**WORK REQUEST:** When copying the records below, omit any image and print everything else exactly.

+ + + + +

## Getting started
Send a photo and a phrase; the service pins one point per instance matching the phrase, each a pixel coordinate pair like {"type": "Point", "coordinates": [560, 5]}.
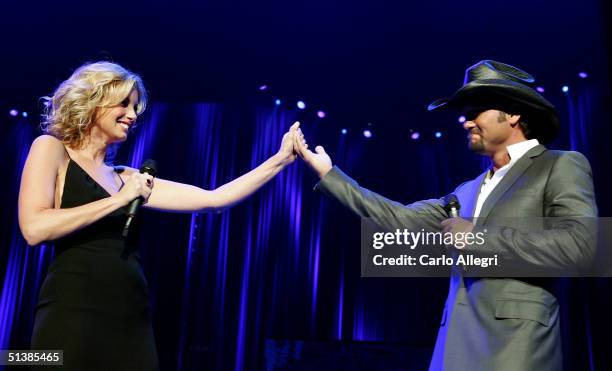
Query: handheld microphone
{"type": "Point", "coordinates": [451, 205]}
{"type": "Point", "coordinates": [148, 167]}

+ + + + +

**RESULT FOR THIS TASK:**
## Getting started
Send a photo and a phrase; the service pins one point per instance matching the phrase, each a pixel coordinate pair like {"type": "Point", "coordinates": [560, 5]}.
Query: handheld microphone
{"type": "Point", "coordinates": [451, 205]}
{"type": "Point", "coordinates": [148, 167]}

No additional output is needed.